- _Stated goal_: Filter the lines below, keeping every line that contains the string "stand". Copy each matching line, and treat the match as case-sensitive.

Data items
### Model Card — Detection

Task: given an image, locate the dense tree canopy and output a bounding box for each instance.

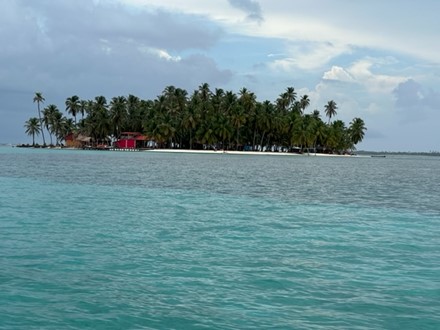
[24,83,366,153]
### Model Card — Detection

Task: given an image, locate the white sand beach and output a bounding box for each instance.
[146,149,360,157]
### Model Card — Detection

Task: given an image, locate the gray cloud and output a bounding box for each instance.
[228,0,263,22]
[0,0,232,142]
[393,79,440,121]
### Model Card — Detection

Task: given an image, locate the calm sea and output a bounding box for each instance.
[0,147,440,329]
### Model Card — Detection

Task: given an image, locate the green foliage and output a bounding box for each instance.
[25,83,366,153]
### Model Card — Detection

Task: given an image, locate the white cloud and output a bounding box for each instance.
[138,47,182,62]
[322,58,408,94]
[322,65,354,82]
[271,42,351,71]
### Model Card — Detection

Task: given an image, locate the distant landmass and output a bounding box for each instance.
[356,150,440,156]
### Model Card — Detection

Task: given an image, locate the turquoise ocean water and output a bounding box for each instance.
[0,147,440,329]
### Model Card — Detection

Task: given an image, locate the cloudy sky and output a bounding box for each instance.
[0,0,440,151]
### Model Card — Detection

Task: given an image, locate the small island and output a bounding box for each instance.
[21,83,367,155]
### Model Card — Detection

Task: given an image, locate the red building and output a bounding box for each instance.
[114,132,149,149]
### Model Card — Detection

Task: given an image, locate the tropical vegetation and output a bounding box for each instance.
[26,83,366,153]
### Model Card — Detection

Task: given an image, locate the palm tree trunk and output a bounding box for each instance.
[37,101,46,145]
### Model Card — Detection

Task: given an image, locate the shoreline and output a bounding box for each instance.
[6,145,372,158]
[143,149,360,157]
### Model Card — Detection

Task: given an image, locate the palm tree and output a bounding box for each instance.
[299,95,310,114]
[348,118,367,145]
[34,92,46,145]
[24,117,41,146]
[66,95,82,124]
[324,100,338,124]
[43,104,59,145]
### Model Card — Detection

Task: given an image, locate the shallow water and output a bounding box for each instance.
[0,147,440,329]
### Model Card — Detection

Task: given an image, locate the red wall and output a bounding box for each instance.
[115,139,136,149]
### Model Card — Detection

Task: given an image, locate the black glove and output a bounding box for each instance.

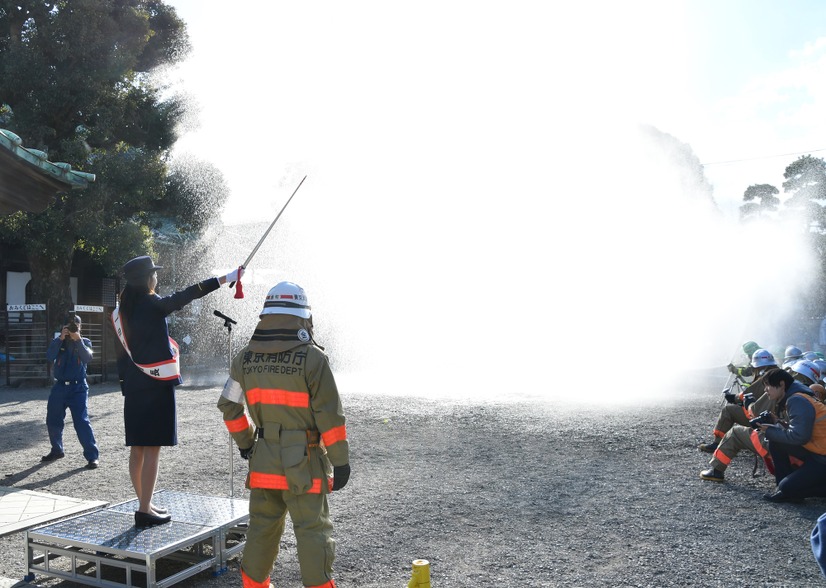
[333,463,350,492]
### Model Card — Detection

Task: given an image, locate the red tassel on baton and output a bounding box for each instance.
[229,176,307,298]
[235,265,244,298]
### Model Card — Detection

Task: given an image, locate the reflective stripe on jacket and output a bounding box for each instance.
[218,344,349,494]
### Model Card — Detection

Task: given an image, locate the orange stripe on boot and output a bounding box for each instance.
[712,449,731,466]
[241,570,270,588]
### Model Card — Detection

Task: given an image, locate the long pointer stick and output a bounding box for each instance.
[229,176,307,288]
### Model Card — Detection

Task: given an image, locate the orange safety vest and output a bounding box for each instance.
[797,392,826,455]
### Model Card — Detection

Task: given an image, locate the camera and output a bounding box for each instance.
[749,410,774,429]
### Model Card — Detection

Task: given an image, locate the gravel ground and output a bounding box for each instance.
[0,374,826,588]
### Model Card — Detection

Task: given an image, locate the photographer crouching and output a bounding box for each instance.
[40,314,100,470]
[753,369,826,502]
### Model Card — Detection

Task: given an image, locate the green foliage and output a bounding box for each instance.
[740,184,780,221]
[0,0,225,312]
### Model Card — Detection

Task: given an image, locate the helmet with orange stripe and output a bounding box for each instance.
[261,282,312,318]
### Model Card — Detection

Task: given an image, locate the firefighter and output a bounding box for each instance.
[783,345,803,369]
[759,369,826,502]
[218,282,350,588]
[698,346,777,454]
[700,362,826,482]
[726,341,762,378]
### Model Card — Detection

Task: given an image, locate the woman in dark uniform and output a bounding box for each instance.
[112,255,243,527]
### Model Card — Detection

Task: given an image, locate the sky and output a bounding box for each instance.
[164,0,826,402]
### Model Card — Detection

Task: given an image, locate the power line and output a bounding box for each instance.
[700,148,826,167]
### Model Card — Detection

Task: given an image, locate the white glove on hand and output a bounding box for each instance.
[224,267,244,284]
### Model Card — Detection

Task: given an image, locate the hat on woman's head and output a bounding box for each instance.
[123,255,163,282]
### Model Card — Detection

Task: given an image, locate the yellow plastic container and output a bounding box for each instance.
[407,559,430,588]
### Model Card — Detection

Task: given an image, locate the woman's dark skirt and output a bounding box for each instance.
[123,385,178,447]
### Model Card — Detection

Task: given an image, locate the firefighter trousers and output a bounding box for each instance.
[241,488,335,587]
[714,404,751,439]
[710,425,768,472]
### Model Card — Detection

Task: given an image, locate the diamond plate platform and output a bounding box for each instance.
[26,490,249,588]
[0,486,107,535]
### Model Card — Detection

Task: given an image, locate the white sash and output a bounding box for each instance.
[112,308,181,380]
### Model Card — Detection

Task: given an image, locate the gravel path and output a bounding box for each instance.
[0,374,826,588]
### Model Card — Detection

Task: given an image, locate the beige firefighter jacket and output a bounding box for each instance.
[218,315,349,494]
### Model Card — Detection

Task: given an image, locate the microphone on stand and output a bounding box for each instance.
[212,310,238,325]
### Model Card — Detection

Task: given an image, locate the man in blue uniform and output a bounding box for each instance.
[41,314,100,470]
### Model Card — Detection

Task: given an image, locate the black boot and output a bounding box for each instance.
[697,441,720,453]
[135,510,172,528]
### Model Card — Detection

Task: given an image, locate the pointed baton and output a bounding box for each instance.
[229,176,307,288]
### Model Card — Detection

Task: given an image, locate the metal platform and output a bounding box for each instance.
[26,490,249,588]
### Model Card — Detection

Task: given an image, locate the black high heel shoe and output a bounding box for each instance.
[135,510,172,528]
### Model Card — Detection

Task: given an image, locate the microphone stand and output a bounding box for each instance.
[213,310,238,498]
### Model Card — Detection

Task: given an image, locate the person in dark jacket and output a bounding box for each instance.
[112,255,243,527]
[40,314,100,470]
[759,369,826,502]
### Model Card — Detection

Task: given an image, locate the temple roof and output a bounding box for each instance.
[0,129,95,214]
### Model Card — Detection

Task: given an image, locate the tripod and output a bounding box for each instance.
[212,310,238,498]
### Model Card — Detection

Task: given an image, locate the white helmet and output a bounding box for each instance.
[792,359,820,384]
[783,345,803,362]
[751,349,777,367]
[261,282,311,318]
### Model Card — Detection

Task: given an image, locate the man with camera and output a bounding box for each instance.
[698,345,777,458]
[41,314,100,469]
[757,369,826,502]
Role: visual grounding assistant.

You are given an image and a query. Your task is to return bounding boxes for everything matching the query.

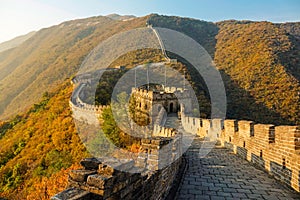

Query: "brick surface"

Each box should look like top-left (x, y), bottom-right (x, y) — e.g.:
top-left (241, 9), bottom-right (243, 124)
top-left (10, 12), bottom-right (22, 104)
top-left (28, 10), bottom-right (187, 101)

top-left (177, 138), bottom-right (300, 200)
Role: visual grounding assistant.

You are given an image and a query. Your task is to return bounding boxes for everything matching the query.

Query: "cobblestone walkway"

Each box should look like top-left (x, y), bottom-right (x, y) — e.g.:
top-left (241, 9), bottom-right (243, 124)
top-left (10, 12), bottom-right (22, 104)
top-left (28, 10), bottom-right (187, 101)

top-left (177, 138), bottom-right (300, 200)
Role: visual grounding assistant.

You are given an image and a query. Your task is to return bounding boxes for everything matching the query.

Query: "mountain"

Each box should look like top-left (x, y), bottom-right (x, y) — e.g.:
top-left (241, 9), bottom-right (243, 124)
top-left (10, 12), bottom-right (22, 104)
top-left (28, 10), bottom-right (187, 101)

top-left (0, 15), bottom-right (300, 199)
top-left (0, 31), bottom-right (36, 52)
top-left (106, 14), bottom-right (136, 21)
top-left (0, 16), bottom-right (146, 119)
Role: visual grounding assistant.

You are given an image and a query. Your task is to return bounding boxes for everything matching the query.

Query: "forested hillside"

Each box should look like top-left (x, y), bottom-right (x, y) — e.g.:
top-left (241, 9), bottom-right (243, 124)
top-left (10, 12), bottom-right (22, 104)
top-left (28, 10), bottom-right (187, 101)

top-left (215, 21), bottom-right (300, 124)
top-left (0, 17), bottom-right (146, 119)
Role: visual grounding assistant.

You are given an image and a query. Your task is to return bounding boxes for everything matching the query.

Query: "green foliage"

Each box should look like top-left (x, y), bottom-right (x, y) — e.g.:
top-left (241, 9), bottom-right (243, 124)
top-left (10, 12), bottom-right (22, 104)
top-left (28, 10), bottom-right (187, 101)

top-left (101, 107), bottom-right (121, 147)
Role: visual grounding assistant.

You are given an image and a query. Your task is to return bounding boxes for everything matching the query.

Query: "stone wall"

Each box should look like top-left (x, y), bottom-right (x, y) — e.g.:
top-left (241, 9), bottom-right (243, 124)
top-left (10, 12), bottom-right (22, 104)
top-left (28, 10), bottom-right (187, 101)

top-left (51, 127), bottom-right (182, 200)
top-left (181, 109), bottom-right (300, 192)
top-left (69, 83), bottom-right (108, 124)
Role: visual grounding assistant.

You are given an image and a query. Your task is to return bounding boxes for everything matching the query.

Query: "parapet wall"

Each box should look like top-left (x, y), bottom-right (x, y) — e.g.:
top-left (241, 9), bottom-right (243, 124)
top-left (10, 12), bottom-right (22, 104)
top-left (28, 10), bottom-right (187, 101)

top-left (69, 83), bottom-right (108, 124)
top-left (51, 132), bottom-right (182, 200)
top-left (181, 110), bottom-right (300, 192)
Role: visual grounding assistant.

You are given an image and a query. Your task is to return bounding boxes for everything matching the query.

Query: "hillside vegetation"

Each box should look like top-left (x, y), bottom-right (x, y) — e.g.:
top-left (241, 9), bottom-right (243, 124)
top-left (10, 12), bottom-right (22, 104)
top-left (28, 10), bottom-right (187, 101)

top-left (0, 81), bottom-right (88, 199)
top-left (215, 21), bottom-right (300, 124)
top-left (0, 17), bottom-right (146, 119)
top-left (0, 15), bottom-right (300, 199)
top-left (0, 31), bottom-right (36, 52)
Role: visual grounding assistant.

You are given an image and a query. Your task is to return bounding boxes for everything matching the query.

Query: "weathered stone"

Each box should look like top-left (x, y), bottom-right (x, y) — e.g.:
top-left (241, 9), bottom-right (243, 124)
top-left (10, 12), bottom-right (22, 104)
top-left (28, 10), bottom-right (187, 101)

top-left (87, 174), bottom-right (114, 189)
top-left (51, 188), bottom-right (103, 200)
top-left (69, 169), bottom-right (97, 182)
top-left (80, 158), bottom-right (101, 170)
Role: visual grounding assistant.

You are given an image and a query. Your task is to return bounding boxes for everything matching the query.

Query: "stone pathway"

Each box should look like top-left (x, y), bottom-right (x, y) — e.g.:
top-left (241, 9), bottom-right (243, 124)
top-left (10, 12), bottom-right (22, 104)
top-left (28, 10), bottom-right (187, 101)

- _Solution_:
Task: given an image, locate the microphone on stand and output a bounding box for each instance.
Task: given an image, locate the microphone stand and output a bounding box for each instance.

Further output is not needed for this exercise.